It is the new year and it is the time for resolutions and forecasting lists. I do not know what it is about lists, but for some reason my likelihood of reading something drastically increases if it is presented in list form! Information presented in a list instantly becomes more interesting and credible.
Now admit it, you are subject to it too. You know that "the 10 facts about Trump he does not want you to know" article suckered you into reading it! Only to find out it did not contain commentary on the picture that compelled you to start clicking on it in the first place. That is ok, you are in good company because we all do it from time to time.
There are actually a number of psychological reasons that compel you to read it. List-style headlines often provide that optimal balance of information and ambivalence, intriguing you just enough to click, on the chance that you will come across something particularly relevant or exciting, according to physiologist Maria Konnikova.
Do not stop reading, though, the list in this article is different!
Behavioral biases in investment decision-making
Our investment success is undermined by biases to a much larger extent than we probably recognize, let alone are willing to admit. For most money managers there are strict guidelines and investment criteria that place guardrails around how the money is invested. An investment mandate, as it usually is called, is commonplace in virtually all funds and investment houses. Even proprietary traders at banks have restrictions put upon them. An investment mandate is supposed to prevent us from doing stupid things and to keep biases from creeping in and wreaking havoc. Having those constraints is what is attributed to traders having success, where they tend to fail when they trade privately in the absence of defined restrictions. Mandates or no, biases invariably creep in, and in the best case you lose a little money, at worst you lose your livelihood or life in the case of famous speculator Jesse Livermore.
One of the best books on the subject is "Extraordinary Popular Delusions and the Madness of Crowds" by Charles Mackay. It describes some of the most staggering examples that have occurred in history, and it illustrates that the learning curve for human behavior is not very steep. Examples date back to the 1600s when the Tulip mania in Holland reached its peak during the winter of 1636, when some bulbs were reportedly changing hands ten times in a day for prices of over 10 times the equivalent of an artisan's annual wage. No deliveries were ever made to fulfil any of these contracts because the tulip bulb contract prices collapsed abruptly and trade came to a halt. The collapse was reportedly triggered when a sailor at a tavern - oblivious to the fact that it was a tulip trading hub - cut into a priceless tulip mistaking it for an onion. It was the unpredictable ah-ha moment that burst the bubble. Just imagine that mania, a tulip trading at the equivalent of 4 Tesla model S cars (assuming average skilled worker of $36k and $90k model S)

RAW DATA:
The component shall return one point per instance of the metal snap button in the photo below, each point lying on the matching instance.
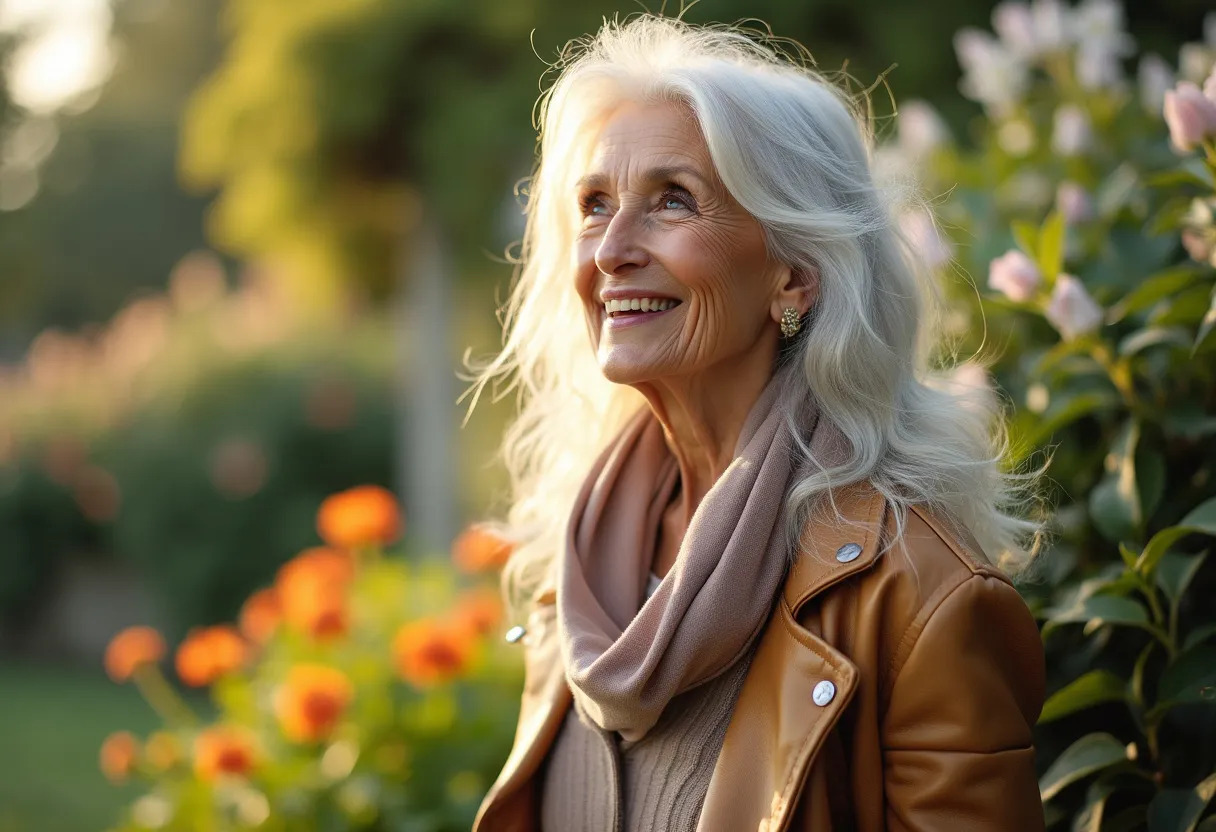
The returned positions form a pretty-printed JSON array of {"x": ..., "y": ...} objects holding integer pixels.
[{"x": 848, "y": 552}]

PROBLEMS TO WORK ON:
- a) From the article on investment biases, quote everything from "There are actually" down to "physiologist Maria Konnikova.".
- b) According to the article on investment biases, what reportedly set off the collapse of the tulip market?
- c) Pick up the article on investment biases where it stops and keep writing it.
The data has no role in any of this.

ANSWERS IN ORDER:
- a)
There are actually a number of psychological reasons that compel you to read it. List-style headlines often provide that optimal balance of information and ambivalence, intriguing you just enough to click, on the chance that you will come across something particularly relevant or exciting, according to physiologist Maria Konnikova.

- b) A sailor at a tavern cut into a priceless tulip, mistaking it for an onion.

- c)
As in the case of the Tulip mania, when the delusion becomes apparent, reality sets in and the ensuing price collapse is often magnificent. The main takeaway is that markets or stocks can get out of control (in a positive or a negative direction) because of a predominant bias, or better still, multiple biases. The bias presents a situation where there is an opportunity to make money. The catalyst to the tulip collapse was difficult to identify, let alone predict when it would occur. This is more often the case than not in situations where you suspect the market is out of control, especially if it has been going on for a while. However, if you are on the right side of the trade you can make money - or at minimum - avoiding the trade can prevent you from losing your shirt.
So, here are my top ten biases, in a list. For each bias I have picked a stock that is particularly subject to the bias, and I go so far as to make a call on the stock performing bullish or bearish this year, with a brief subjective rationale.
Stick around because at the end of the article I will present my top pick: the one company that is subject to multiple and the most extreme biases!
1. Anchoring. This is where you let your future decisions be influenced by the information that was available at the time you made the investment. After your initial analysis you purchase a stock. Later you get new information and rather than performing a new analysis, you simply revise your old analysis. Usually, this will manifest itself in fixation on the stock price, either your entry price and/or your intended exit price. Those price points are irrelevant and you should focus the new target price informed by the analysis of the new information, yet you cannot let go of what you think the price should be.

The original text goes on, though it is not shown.